## [Required action]
Among the lines of the records, please find those that contain the word "distance" and copy them.

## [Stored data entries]
>>>>

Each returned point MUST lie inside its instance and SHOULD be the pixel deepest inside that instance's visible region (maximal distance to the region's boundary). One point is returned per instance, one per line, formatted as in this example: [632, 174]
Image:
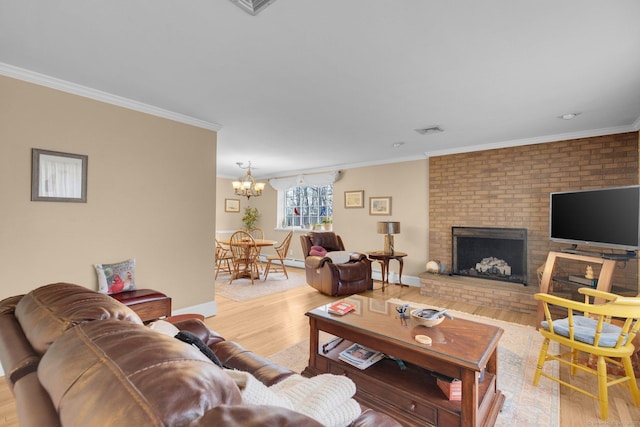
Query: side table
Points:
[383, 258]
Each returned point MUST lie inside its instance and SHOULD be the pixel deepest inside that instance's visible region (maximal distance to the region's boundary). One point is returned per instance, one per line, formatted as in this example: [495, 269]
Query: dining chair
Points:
[279, 256]
[245, 254]
[224, 258]
[588, 327]
[258, 234]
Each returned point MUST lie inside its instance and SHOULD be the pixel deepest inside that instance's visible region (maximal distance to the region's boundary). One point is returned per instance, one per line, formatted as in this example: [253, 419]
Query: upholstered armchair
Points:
[332, 270]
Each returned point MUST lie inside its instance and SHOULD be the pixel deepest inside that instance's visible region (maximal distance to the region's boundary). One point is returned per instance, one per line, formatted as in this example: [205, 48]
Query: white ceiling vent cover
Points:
[432, 129]
[252, 7]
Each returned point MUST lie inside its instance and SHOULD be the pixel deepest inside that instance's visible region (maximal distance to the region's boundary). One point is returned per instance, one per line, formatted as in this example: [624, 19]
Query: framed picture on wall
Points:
[58, 177]
[232, 205]
[379, 205]
[354, 199]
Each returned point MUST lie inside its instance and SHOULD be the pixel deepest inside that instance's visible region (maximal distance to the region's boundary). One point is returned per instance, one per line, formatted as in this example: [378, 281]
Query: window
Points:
[305, 205]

<<<<

## [Your response]
Each returned point MUST lie inside its instance and SHOULD be the pixel deepest inside that instance's visible region (maximal distance to the region's boundary). One point is returned per instance, one per line, formatted as in this example: [632, 174]
Each returned point MUST lie inside its instance and SHOULD be the pixel deepest inside that instance's visible region (maximal distance to the region's boundary). One point is returned per instance, one per line, formatted as in this example: [495, 269]
Each returned point MUST lie inside its instance and SHOULD be the pixel deepest inside that instance's visible region (maximal distance to the region's boundary). One point is returned per instance, one per line, formatted as in this example: [253, 419]
Each returned point MUST lie inside its instance and SHOULD be the pixel deepest inside that instance's visible region (maximal distance to the region's boundary). One point is returned per instance, one per line, formatted as in this example: [205, 48]
Each returned point MUST lie inside its instance and SHOULD be the pixel deepest inside that instance's visible region (maximal distance to the region's boundary). One point is returned per instance, one per line, formatted as in this example: [624, 19]
Each returned point MUST lie inside its instance and SHOULD be the pixel deepest inside that instance's visible region (maximal distance to the region's boundary). One point is returned per instance, one per line, formatted as in this example: [378, 281]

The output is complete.